Text zur Portrait-CD 1

Iris Szeghy – Porträtkonzert

Von Prof. Dr. Christoph Sramek

Lichtvolle Klangwirkungen trotz geringer Lautstärke, feinste Ziselierungen des Einzeltons und spannungsgeladene Pausen kennzeichnen ein Stück des inneren Reichtums der Musik von Iris Szeghy. Sie lässt nicht selten zurückliegende Epochen der Musikgeschichte anklingen und verwendet etwa modale melodische Wendungen, die auf eigenständige, beinahe asketische Weise mit avantgardistischen Strukturen verschmolzen sind. Werke für traditionelle Genres wie Streichquartett, Konzert, begleitetes Sololied und Chor a cappella stehen in einer Reihe mit anderen, oft programmatischen Solo-, Ensemble- und Orchesterkompositionen, in denen eine nachvollziehbare Entwicklungskonzeption bevorzugt wird. Dabei entfaltet sich eine reizvoll eigenständige Expressivität und oft auch Spiritualität, die empfindsame Seiten der Sinnlichkeit zur Geltung bringt und gelegentlich Steigerungen aus Zurücknahmen gewinnt.

(Einträge des Datensatzes)
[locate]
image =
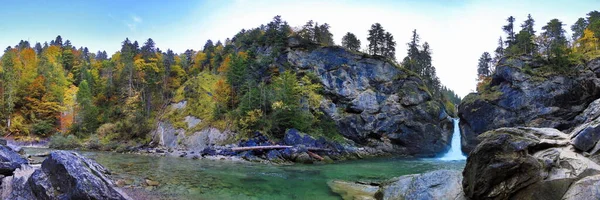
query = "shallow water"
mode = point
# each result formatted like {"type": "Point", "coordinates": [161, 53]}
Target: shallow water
{"type": "Point", "coordinates": [205, 179]}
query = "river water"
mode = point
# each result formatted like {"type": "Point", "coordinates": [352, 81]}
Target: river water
{"type": "Point", "coordinates": [181, 178]}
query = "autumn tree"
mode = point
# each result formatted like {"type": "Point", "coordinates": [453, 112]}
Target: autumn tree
{"type": "Point", "coordinates": [483, 67]}
{"type": "Point", "coordinates": [88, 113]}
{"type": "Point", "coordinates": [9, 85]}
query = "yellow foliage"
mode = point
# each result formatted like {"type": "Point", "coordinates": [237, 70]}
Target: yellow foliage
{"type": "Point", "coordinates": [225, 64]}
{"type": "Point", "coordinates": [198, 60]}
{"type": "Point", "coordinates": [18, 125]}
{"type": "Point", "coordinates": [251, 118]}
{"type": "Point", "coordinates": [277, 105]}
{"type": "Point", "coordinates": [243, 55]}
{"type": "Point", "coordinates": [222, 92]}
{"type": "Point", "coordinates": [53, 53]}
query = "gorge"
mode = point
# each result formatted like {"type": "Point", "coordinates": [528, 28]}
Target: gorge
{"type": "Point", "coordinates": [283, 112]}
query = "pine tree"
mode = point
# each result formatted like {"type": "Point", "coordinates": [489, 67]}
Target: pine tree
{"type": "Point", "coordinates": [483, 67]}
{"type": "Point", "coordinates": [389, 46]}
{"type": "Point", "coordinates": [376, 39]}
{"type": "Point", "coordinates": [578, 28]}
{"type": "Point", "coordinates": [410, 61]}
{"type": "Point", "coordinates": [323, 36]}
{"type": "Point", "coordinates": [509, 30]}
{"type": "Point", "coordinates": [351, 42]}
{"type": "Point", "coordinates": [149, 50]}
{"type": "Point", "coordinates": [556, 42]}
{"type": "Point", "coordinates": [499, 52]}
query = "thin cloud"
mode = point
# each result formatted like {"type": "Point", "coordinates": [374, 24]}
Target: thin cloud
{"type": "Point", "coordinates": [136, 19]}
{"type": "Point", "coordinates": [133, 22]}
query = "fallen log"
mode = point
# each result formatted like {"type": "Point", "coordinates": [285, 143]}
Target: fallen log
{"type": "Point", "coordinates": [260, 148]}
{"type": "Point", "coordinates": [316, 156]}
{"type": "Point", "coordinates": [274, 147]}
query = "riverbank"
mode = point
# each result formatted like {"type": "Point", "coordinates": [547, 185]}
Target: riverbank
{"type": "Point", "coordinates": [181, 178]}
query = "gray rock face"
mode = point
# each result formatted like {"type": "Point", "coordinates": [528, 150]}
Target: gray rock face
{"type": "Point", "coordinates": [353, 191]}
{"type": "Point", "coordinates": [517, 98]}
{"type": "Point", "coordinates": [584, 189]}
{"type": "Point", "coordinates": [434, 185]}
{"type": "Point", "coordinates": [67, 175]}
{"type": "Point", "coordinates": [170, 137]}
{"type": "Point", "coordinates": [16, 187]}
{"type": "Point", "coordinates": [524, 163]}
{"type": "Point", "coordinates": [375, 103]}
{"type": "Point", "coordinates": [441, 184]}
{"type": "Point", "coordinates": [585, 137]}
{"type": "Point", "coordinates": [10, 160]}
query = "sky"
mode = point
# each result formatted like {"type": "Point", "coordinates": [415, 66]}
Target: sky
{"type": "Point", "coordinates": [458, 31]}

## ARBEITSAUFTRÄGE
• A. Schreiben Sie aus dem Text über Iris Szeghy den Abschnitt wortgetreu ab: Beginnen Sie bei den Worten „Lichtvolle Klangwirkungen trotz“ und hören Sie nach „aus Zurücknahmen gewinnt.“ auf.
• B. Welche traditionellen Genres nennt der Text über Iris Szeghy?

## LÖSUNGEN
• A.
Lichtvolle Klangwirkungen trotz geringer Lautstärke, feinste Ziselierungen des Einzeltons und spannungsgeladene Pausen kennzeichnen ein Stück des inneren Reichtums der Musik von Iris Szeghy. Sie lässt nicht selten zurückliegende Epochen der Musikgeschichte anklingen und verwendet etwa modale melodische Wendungen, die auf eigenständige, beinahe asketische Weise mit avantgardistischen Strukturen verschmolzen sind. Werke für traditionelle Genres wie Streichquartett, Konzert, begleitetes Sololied und Chor a cappella stehen in einer Reihe mit anderen, oft programmatischen Solo-, Ensemble- und Orchesterkompositionen, in denen eine nachvollziehbare Entwicklungskonzeption bevorzugt wird. Dabei entfaltet sich eine reizvoll eigenständige Expressivität und oft auch Spiritualität, die empfindsame Seiten der Sinnlichkeit zur Geltung bringt und gelegentlich Steigerungen aus Zurücknahmen gewinnt.

• B. Streichquartett, Konzert, begleitetes Sololied und Chor a cappella.